**What you will do**
In the forum post about a continuous map of the plane onto itself, what are the center and the inner and outer radii of the annulus said to contain g(\alpha(I))?

##### Document passage #####

The question is: If g:\mathbb{R}^2\to \mathbb{R}^2 is a continuous map and there is r>0 such that g(x)\in B(x, r) (ball center x, radius r) for every x\in \mathbb{R}^2, then g(\mathbb{R}^2)=\mathbb{R}^2.

I have an idea of a proof but I'm not sure how to formalize it using liftings, etc (I'm not well-practiced in doing calculations with non-trivial fundamental groups). After supposing there is a in \mathbb{R}^2 such that g(\mathbb{R}^2)\subseteq  \mathbb{R}^2-\{a\}, my idea is to consider the standard loop in \mathbb{R}^2, e^{2\pi it}, \, t\in[0,1]=:I, but with radius 2r and centered at a, call it \alpha. Each point \alpha(t) has image under g contained in B(\alpha(t), r), and so g(\alpha(I)) is contained in the annulus, center a, with inner radius r, outer radius 3r. Put \beta=g\circ \alpha. Since g is continuous and \alpha is homotopic to the constant loop at a, \beta should be homotopic to a constant loop. But joining points of \beta in the balls around the four axes-intercepts \alpha(0),\, \alpha(1/4),\, \alpha(1/2), \, \alpha(3/4), \, \alpha(1), for example, (and perhaps winding around again to be certain), we can see that \beta has to wind around a. So since \beta(I) \subseteq \mathbb{R}^2-\{a\}, it isn't homotopic to a constant loop, a contradiction.

It's frustrating that I have the idea but I am not not familiar enough with performing calculations to formalize this. If someone could help me get started I'd be most appreciative!

Many thanks

##### Information provided #####

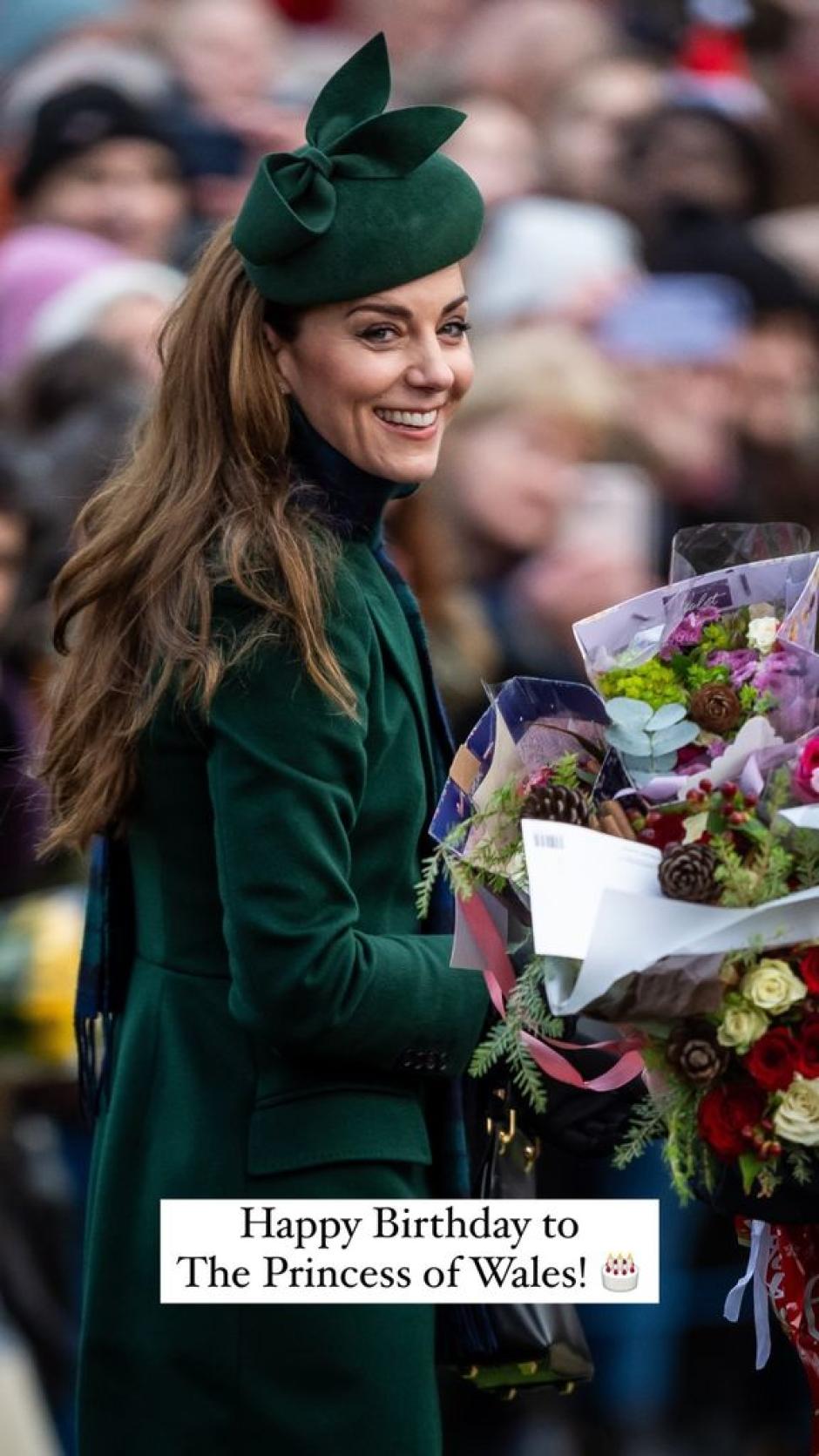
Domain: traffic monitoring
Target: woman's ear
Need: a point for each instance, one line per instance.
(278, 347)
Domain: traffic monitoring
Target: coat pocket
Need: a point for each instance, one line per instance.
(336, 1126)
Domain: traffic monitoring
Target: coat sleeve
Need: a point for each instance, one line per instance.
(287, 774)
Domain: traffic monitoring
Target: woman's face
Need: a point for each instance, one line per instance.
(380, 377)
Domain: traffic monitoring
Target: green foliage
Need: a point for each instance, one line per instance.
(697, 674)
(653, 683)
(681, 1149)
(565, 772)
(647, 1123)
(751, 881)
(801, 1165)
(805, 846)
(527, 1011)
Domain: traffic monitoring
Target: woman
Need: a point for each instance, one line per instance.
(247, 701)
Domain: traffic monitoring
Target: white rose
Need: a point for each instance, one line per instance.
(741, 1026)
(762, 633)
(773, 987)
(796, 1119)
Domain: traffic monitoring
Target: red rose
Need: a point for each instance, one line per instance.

#####

**Task response**
The annulus is centered at a, with inner radius r and outer radius 3r.